Exercise prompt ▸
Answer these questions using the blog post below.
(a) In which city did the writer's paternal grandparents meet?
(b) In the writer's mother's family, who was the first child born in America?
(c) What is the title of the writer's story collection?

Document segment ▸
Friday, December 26, 2014 | Permalink

Earlier this week, Ronna Wineberg wrote about saying Kaddish for her mother and also shared a deleted scene from her first novel, On Bittersweet Place. She has been blogging here all week for Jewish Book Council's Visiting Scribe series.

The Russian portions of On Bittersweet Place are loosely based on my family history.

When I was growing up, though, I knew only the broad outlines of that history. My paternal grandparents came from Lithuania and met in Chicago. I knew very little about their lives. My grandfather had died when my father was seventeen. My grandmother didn’t speak about the past except to tell us that we were related to a great, intellectual family, The Katzenellenbogens, and to the teacher of Albert Einstein. She didn’t talk about her parents or siblings or life in Europe.

I knew more about my mother’s family. She was the first child born in America. Her parents, older siblings, aunts, and uncles all came Russia. Our small house was filled with visitors, relatives who spoke with thick accents. Though I’m a second generation American, I often felt as if I had a foot in each world then, the old and the new. My great grandfather had been murdered in a pogrom. I didn’t know how or when.

When I was in college, my cousins and I decided to talk to my mother’s family about Russia. We gathered relatives in the living room of my parents’ house and asked questions. We were riveted by stories of hardship, persecution, and flight. The discussions were passionate; people disagreed about the details of what had happened. My great uncle, a man in his late sixties, described his father’s murder in Russia. As he did, my uncle cried. That moment stayed with me.

I never learned more about my father’s family. I knew I was fortunate to have learned about my mother’s history. I knew, too, I wanted to write about an immigrant family in the 1920s. But I wrote short stories about other subjects, a collection of stories, Second Language.

Available data ▸

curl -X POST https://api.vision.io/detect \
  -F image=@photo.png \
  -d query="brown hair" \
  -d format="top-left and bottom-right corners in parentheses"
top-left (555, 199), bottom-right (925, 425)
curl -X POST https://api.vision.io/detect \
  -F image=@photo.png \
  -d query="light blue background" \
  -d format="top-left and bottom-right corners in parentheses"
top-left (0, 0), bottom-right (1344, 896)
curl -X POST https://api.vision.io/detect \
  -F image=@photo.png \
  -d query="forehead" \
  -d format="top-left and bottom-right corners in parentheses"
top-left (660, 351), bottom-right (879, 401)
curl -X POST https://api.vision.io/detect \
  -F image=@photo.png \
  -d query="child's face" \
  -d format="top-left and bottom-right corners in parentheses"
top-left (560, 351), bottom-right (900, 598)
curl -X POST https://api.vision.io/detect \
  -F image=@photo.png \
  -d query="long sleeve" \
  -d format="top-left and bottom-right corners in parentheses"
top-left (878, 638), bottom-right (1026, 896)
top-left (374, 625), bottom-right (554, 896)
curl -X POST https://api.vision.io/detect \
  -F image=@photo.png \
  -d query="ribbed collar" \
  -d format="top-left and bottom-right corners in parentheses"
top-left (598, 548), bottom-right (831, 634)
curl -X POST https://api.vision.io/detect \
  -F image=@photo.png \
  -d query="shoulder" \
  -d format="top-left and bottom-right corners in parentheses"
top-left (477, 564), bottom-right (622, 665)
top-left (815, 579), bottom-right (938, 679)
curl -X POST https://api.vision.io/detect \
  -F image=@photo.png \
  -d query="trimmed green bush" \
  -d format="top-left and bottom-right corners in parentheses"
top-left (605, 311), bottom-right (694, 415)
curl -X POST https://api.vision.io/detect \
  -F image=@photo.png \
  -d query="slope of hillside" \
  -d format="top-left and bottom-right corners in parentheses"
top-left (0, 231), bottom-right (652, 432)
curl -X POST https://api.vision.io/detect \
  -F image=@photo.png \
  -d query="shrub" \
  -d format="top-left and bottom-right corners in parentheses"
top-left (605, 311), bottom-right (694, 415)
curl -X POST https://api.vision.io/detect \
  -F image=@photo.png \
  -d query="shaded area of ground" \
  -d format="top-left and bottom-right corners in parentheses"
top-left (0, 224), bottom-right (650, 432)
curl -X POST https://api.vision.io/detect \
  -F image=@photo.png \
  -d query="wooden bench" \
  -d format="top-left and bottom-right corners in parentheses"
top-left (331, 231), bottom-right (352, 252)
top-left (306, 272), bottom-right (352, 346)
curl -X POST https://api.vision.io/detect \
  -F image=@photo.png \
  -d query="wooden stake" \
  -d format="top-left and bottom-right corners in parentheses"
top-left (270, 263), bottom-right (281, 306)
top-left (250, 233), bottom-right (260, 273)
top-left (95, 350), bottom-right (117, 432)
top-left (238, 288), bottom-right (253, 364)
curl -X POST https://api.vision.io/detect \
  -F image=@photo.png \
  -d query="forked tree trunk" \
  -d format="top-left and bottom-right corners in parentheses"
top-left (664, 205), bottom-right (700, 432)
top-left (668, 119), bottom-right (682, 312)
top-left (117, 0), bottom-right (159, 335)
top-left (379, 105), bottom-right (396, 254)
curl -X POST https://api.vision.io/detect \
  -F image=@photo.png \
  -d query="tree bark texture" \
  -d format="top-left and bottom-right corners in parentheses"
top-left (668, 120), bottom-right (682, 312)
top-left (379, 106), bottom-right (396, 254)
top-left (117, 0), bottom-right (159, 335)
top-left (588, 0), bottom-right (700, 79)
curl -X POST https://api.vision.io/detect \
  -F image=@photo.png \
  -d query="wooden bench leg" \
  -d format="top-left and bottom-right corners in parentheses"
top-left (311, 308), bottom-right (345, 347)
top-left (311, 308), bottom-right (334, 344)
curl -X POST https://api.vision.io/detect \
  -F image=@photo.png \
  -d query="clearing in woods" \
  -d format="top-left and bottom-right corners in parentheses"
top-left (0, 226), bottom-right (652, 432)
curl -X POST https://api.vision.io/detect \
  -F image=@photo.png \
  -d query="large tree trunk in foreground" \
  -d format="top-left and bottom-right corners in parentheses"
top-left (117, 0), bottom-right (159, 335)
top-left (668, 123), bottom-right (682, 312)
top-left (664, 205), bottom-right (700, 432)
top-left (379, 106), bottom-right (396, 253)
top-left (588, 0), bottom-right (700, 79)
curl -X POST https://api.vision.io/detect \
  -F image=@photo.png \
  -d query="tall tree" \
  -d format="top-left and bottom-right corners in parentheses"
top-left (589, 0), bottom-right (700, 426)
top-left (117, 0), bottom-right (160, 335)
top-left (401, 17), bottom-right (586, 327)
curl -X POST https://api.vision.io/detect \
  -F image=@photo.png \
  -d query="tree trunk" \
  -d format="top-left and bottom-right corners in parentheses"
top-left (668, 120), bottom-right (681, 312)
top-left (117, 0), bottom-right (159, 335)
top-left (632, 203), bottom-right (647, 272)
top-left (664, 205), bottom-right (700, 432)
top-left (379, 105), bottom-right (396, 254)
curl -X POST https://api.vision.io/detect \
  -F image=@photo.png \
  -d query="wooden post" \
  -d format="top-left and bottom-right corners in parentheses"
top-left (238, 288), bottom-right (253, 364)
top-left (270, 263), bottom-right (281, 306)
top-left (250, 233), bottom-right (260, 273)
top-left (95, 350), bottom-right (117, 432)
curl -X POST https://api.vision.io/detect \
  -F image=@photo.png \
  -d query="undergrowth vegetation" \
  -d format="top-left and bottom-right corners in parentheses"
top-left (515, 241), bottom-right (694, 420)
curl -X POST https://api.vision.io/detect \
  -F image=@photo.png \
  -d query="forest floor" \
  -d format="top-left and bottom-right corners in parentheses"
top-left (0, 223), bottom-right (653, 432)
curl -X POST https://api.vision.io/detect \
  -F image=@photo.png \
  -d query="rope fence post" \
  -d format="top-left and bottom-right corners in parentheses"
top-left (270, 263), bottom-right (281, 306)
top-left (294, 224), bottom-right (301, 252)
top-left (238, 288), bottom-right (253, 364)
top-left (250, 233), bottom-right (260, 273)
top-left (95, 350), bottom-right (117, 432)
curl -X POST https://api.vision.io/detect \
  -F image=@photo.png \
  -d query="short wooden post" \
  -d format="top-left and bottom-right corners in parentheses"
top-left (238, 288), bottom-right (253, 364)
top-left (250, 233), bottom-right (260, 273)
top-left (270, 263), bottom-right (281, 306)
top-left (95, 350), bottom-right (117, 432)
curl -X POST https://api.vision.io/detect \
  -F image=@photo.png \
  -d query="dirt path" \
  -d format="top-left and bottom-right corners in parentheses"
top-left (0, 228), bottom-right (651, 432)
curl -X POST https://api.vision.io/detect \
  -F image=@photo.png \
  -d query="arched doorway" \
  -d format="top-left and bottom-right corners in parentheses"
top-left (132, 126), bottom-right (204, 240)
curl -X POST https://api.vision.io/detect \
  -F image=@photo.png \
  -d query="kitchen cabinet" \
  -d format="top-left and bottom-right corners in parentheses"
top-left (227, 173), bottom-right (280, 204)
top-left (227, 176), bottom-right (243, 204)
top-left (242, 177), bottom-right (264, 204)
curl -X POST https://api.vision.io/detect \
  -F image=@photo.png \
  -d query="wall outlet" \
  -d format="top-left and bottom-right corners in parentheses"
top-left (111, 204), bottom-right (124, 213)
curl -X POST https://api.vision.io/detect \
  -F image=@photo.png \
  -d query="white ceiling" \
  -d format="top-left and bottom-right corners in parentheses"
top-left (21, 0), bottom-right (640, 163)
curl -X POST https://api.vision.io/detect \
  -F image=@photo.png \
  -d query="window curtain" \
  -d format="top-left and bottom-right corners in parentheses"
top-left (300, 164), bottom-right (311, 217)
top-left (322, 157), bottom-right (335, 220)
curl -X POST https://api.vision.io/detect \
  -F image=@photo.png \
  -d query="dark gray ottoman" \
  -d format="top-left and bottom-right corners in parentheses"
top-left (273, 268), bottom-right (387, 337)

Task answer ▸
(a) Chicago
(b) The writer's mother
(c) Second Language